**Text shown**.
···
Conversely, SE has increasingly begun to emphasize continuity in SE through what has become
known as continuous SE [9]. Especially DevOps, a well-known continuous SE approach, has
made operations (or the operational life of the system) an integral part of the SE process [9].
Rarely does active development of a system stop after its initial release anymore, as new features
and new versions of the system are continuously deployed, especially with software increasingly
offered as a service [10]. This has also come to be the case for ML systems, especially with MLOps
[11] extending DevOps principles into ML development. Whereas DevOps is a portmanteau of
development and operations, MLOps is one of Machine Learning (ML) and operations.
···
**Dataset records**.
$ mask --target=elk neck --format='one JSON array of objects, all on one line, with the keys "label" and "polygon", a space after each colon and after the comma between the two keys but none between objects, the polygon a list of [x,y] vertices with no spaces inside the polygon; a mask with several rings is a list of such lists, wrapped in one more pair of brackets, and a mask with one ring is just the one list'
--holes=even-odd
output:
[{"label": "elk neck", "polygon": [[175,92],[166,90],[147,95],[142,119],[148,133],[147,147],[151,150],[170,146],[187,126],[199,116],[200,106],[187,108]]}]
···
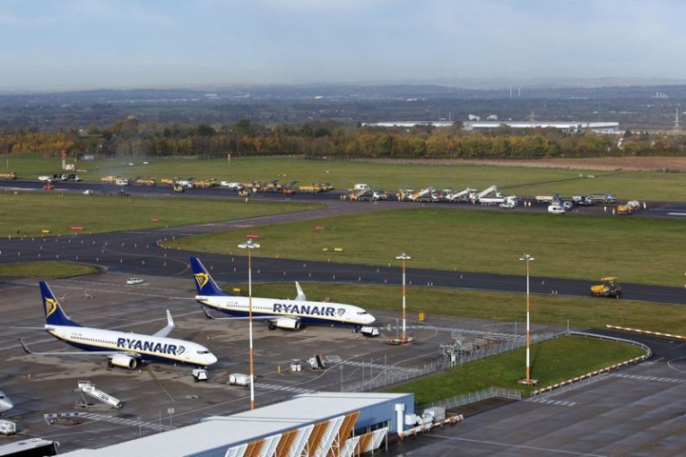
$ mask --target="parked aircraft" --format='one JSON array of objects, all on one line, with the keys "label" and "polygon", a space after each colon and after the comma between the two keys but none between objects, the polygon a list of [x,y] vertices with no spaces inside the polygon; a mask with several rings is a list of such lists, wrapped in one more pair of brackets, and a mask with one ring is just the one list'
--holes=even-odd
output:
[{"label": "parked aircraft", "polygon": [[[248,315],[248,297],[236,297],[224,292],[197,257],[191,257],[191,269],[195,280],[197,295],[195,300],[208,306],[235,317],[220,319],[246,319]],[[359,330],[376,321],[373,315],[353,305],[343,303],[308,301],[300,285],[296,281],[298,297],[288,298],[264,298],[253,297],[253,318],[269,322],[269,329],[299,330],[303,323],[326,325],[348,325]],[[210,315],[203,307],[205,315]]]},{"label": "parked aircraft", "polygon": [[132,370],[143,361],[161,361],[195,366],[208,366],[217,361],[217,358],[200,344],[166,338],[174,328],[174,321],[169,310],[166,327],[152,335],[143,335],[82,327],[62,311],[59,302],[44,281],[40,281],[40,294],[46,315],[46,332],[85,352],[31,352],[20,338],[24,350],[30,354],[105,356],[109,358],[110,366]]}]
···
**Set problem**.
Reproduce in full, with no changes to wording, punctuation, or citation numbers, the passage on continuous software engineering, DevOps, and MLOps.

**Result**.
Conversely, SE has increasingly begun to emphasize continuity in SE through what has become
known as continuous SE [9]. Especially DevOps, a well-known continuous SE approach, has
made operations (or the operational life of the system) an integral part of the SE process [9].
Rarely does active development of a system stop after its initial release anymore, as new features
and new versions of the system are continuously deployed, especially with software increasingly
offered as a service [10]. This has also come to be the case for ML systems, especially with MLOps
[11] extending DevOps principles into ML development. Whereas DevOps is a portmanteau of
development and operations, MLOps is one of Machine Learning (ML) and operations.